## [BRIEF 1]
Answer these questions about the article on the realty sector:
(a) Which notes were demonetised?
(b) What did developers shift their focus from, and what did they shift it to?
(c) From when is demand expected to pick up significantly in end user driven markets?

## [DOCUMENT SECTION]
.....
Pratik K Mehta & Vinay K Mehta take a look at the changes the realty sector underwent this year and what 2017 entails for home buyers in the City….

The year 2016 began with mixed reactions from the realty sector towards the Real Estate Regulation and Development Act (RERA) followed by the Goods and Service Tax (GST) Bill seeing light of the day. GST aims at elimination of dual taxations and at creating a hassle-free home buying experience. The demonetisation of Rs 500 and Rs 1000 notes alone created chaos not just in the realty sector, but across all industries. The secondary real estate market suffered a severe blow along with markets driven by business clusters that heavily indulged in cash transactions.

The year resonated with customers’ voices across the country, as a number of legal cases were filed and justice served. This was a good sign as errant developers across country were penalised for misleading home buyers. This led to an increase in home buyers’ confidence and trust in the system, which is of paramount importance for the sector’s growth. As a result, the year has witnessed developers shifting their focus from project launches to project deliveries and adhering to timelines.

On absolute growth parameters, the year witnessed subdued sales numbers. There were a handful of new project launches and of the ones launched, affordable homes were the clear focus for developers. While few launched new projects, many redesigned existing ones. The year also witnessed a large number of innovative offers designed to attract home buyers. In all, it was an action-packed year from the regulatory point of view. Here is our outlook for the possibilities in 2017

End user driven markets to flourish

Demonetisation may have created a big lull, but end user driven markets like Bengaluru, Pune, Hyderabad, Chennai etc. did not feel too much of a pinch. These markets will continue their steady growth as people will realise that cashless markets would not see much of a dip in prices. Hence, the demand will pick up significantly from March 2017 onwards.
.....
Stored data
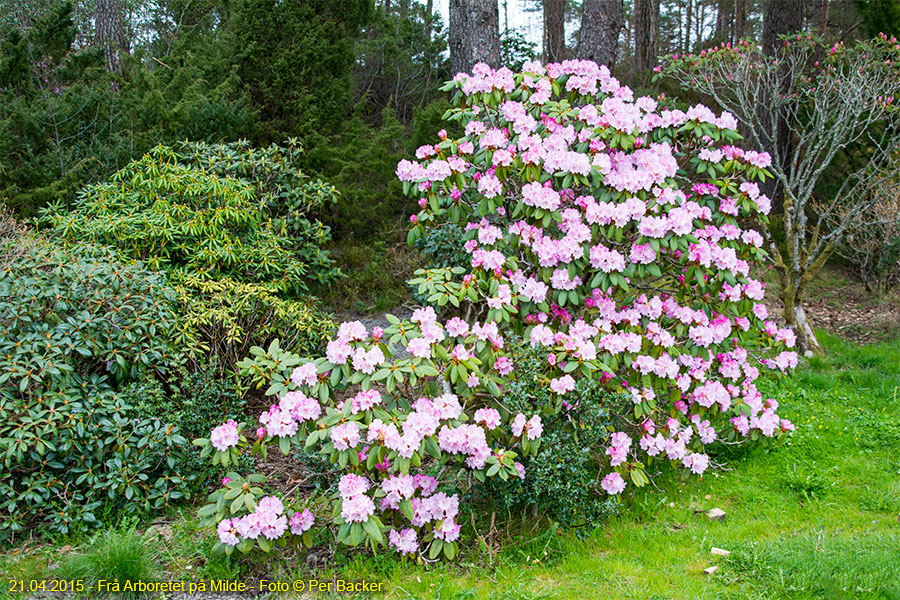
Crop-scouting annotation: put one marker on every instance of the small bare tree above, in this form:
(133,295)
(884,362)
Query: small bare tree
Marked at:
(835,100)
(873,244)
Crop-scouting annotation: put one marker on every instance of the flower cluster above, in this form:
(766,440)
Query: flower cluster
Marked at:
(618,236)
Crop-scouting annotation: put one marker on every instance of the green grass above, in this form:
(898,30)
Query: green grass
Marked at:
(113,555)
(816,517)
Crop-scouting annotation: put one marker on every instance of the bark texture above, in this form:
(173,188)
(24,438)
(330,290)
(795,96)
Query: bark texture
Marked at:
(601,23)
(554,30)
(780,17)
(646,19)
(110,32)
(474,34)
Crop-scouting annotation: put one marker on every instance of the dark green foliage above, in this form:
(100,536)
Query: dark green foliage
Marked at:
(563,479)
(443,247)
(65,121)
(76,326)
(400,60)
(198,402)
(880,16)
(361,161)
(239,251)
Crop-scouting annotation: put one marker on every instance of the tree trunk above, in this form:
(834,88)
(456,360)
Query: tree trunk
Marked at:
(740,19)
(601,22)
(823,19)
(485,22)
(460,50)
(646,18)
(554,30)
(110,32)
(474,34)
(724,20)
(780,17)
(687,28)
(795,317)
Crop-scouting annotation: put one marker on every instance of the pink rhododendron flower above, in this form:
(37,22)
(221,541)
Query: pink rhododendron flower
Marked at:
(224,436)
(613,484)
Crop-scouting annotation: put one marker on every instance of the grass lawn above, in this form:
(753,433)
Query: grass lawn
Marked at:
(814,518)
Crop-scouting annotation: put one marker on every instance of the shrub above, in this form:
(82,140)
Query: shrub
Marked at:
(197,401)
(227,223)
(873,247)
(564,476)
(77,325)
(570,193)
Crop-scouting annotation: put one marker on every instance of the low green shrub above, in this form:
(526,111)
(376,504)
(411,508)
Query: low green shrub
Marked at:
(77,326)
(229,224)
(563,478)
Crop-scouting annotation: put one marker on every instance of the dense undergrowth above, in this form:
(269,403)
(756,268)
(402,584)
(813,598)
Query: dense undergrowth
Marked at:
(813,518)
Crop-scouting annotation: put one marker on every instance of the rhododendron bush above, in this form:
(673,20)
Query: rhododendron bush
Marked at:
(614,235)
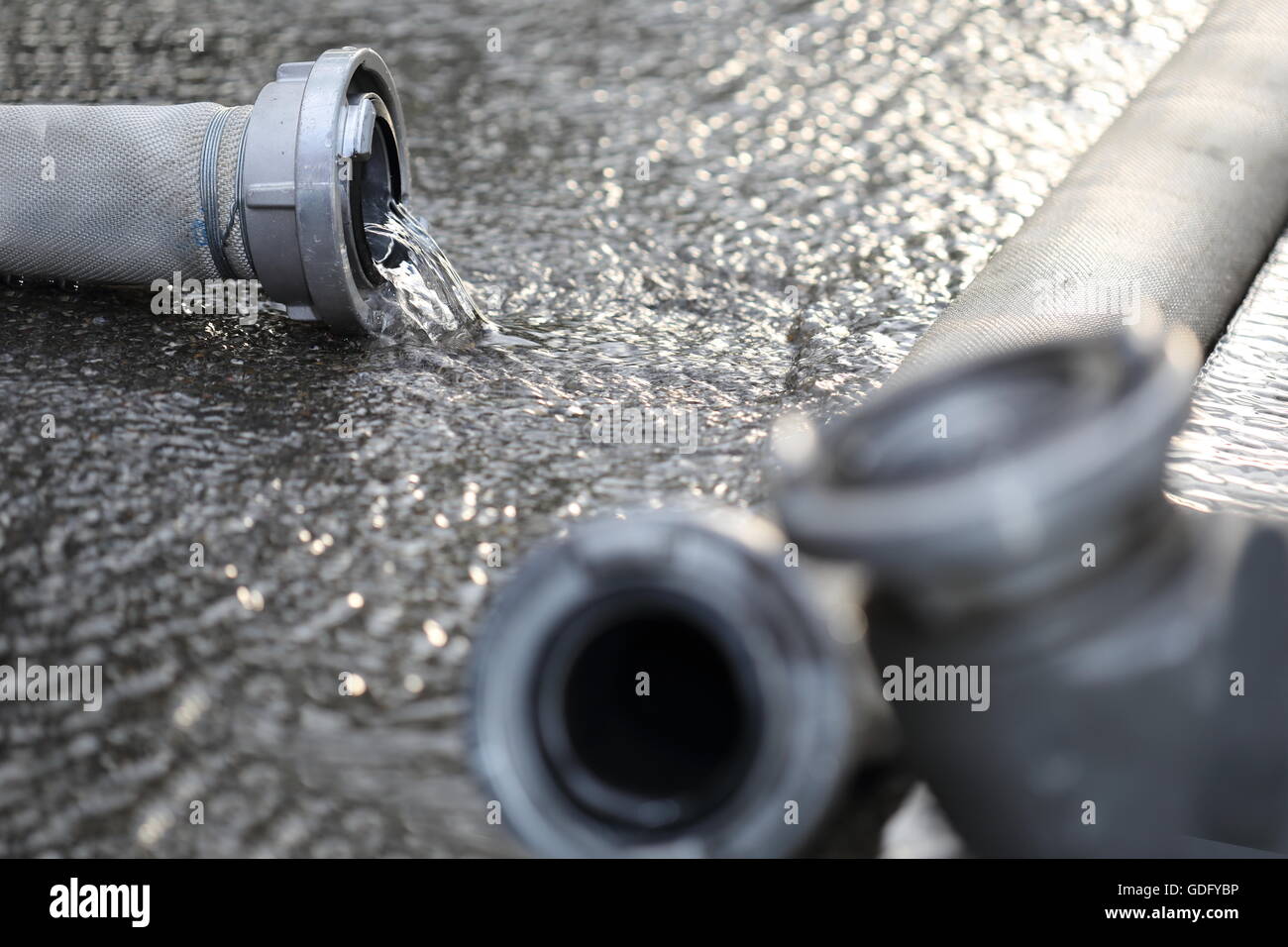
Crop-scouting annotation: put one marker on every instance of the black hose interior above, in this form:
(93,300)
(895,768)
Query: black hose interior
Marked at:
(688,741)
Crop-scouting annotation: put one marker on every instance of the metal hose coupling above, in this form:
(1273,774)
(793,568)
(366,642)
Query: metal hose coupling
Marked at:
(1012,522)
(278,192)
(670,686)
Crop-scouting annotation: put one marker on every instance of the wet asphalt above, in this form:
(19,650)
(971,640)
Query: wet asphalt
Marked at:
(737,208)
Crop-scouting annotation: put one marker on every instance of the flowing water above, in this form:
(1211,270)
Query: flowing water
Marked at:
(424,298)
(735,209)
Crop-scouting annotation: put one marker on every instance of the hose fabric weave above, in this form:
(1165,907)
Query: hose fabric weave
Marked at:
(112,193)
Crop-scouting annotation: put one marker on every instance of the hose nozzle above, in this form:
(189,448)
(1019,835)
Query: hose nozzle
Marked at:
(664,686)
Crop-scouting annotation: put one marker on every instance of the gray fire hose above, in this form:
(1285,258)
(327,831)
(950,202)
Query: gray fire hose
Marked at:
(278,192)
(1171,213)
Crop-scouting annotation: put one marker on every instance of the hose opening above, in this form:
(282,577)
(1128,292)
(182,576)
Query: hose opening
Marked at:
(373,193)
(645,714)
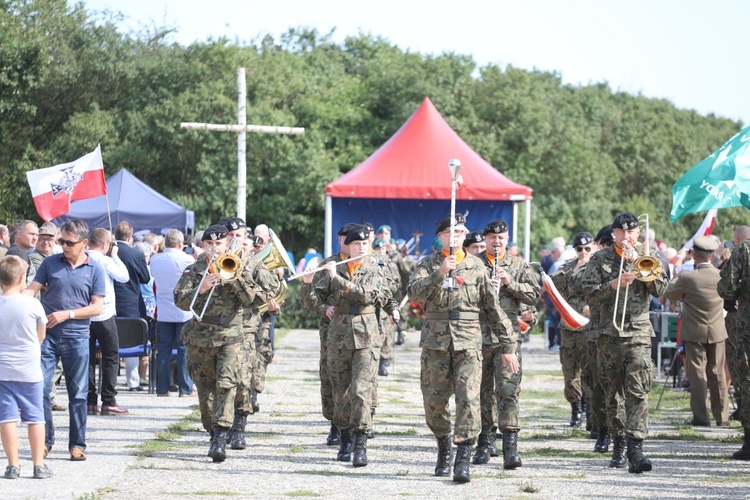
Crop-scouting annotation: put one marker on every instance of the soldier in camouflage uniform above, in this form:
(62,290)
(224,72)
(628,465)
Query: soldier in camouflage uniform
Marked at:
(735,285)
(353,291)
(451,343)
(572,340)
(516,286)
(214,344)
(625,353)
(325,312)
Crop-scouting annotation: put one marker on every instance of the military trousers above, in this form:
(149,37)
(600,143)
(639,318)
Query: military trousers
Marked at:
(443,374)
(326,388)
(351,372)
(571,359)
(625,366)
(216,374)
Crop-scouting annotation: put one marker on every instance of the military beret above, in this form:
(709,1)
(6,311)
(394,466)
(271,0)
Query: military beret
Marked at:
(604,236)
(583,238)
(446,223)
(705,244)
(215,232)
(497,226)
(357,233)
(625,221)
(473,237)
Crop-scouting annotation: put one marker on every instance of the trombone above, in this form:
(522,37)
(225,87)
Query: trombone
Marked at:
(645,269)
.....
## [BRIEF 2]
In the stored data, switch "Query" to "Search term" in everything from the line containing "of the metal" down to the end of the stored data, leaving all else unchanged. Give only those lines, and leave the pictures out.

## [EXPECTED OUTPUT 1]
(a) The Rs 500 and Rs 1000 notes.
(b) They shifted their focus from project launches to project deliveries and adhering to timelines.
(c) From March 2017 onwards.

## [EXPECTED OUTPUT 2]
Crop-scouting annotation: put one marker on every instance of the metal hose coupling above, in this form:
(1273,774)
(793,568)
(366,642)
Search term: metal hose coupling
Marked at:
(1012,522)
(278,192)
(670,686)
Crop-scouting annotation: put one marker on every instance of the wet asphalt above, in this form:
(19,650)
(971,640)
Search term: wet asphalt
Marked at:
(737,208)
Crop-scouting annotation: put one marker on every instance of the flowing water above, in this form:
(1211,270)
Search term: flowing water
Marked at:
(424,298)
(735,209)
Crop-scouting annotation: put one marker on every instance of the hose fabric weave above, in this form:
(1165,907)
Search term: hose fabric weave
Marked at:
(112,193)
Crop-scouting annotation: put one marker on every instance of the hose nozzle above, in this form:
(189,448)
(1019,835)
Search term: hose nozzle
Marked at:
(664,686)
Crop-scouting annotation: put one marker on every instance of the gray fire hose above, in this form:
(1285,258)
(327,831)
(950,202)
Search term: gray fire hose
Marked at:
(278,192)
(1171,213)
Crop-scouting annotation: put one marker on every instance of the hose opening above, in this form:
(282,577)
(1128,292)
(182,576)
Search term: hose opening
Marked at:
(373,193)
(645,714)
Crop-scouting annotation: put one marker on every instance of the soldier in camouflage uniform above, in this form:
(62,290)
(224,72)
(628,465)
Search term: soldier in camouflage uniform
Marked at:
(735,285)
(353,291)
(451,343)
(572,340)
(516,286)
(214,344)
(625,353)
(325,312)
Crop-scouting annotation: put one marker on every instance of the military trousers above, in this form:
(149,37)
(600,143)
(639,318)
Search term: military trousers
Marked at:
(443,374)
(326,388)
(351,372)
(571,359)
(625,366)
(216,374)
Crop-scouting annotation: put one marker on every instance of the military beret above, in this form:
(709,1)
(6,311)
(394,466)
(271,0)
Search term: military beret
Marked at:
(604,236)
(583,238)
(446,223)
(705,244)
(215,232)
(497,226)
(357,233)
(625,221)
(473,237)
Crop-scouting annotation: put one marker on every instance of the trombone above, in this form:
(522,37)
(225,87)
Search term: trombone
Marked at:
(645,269)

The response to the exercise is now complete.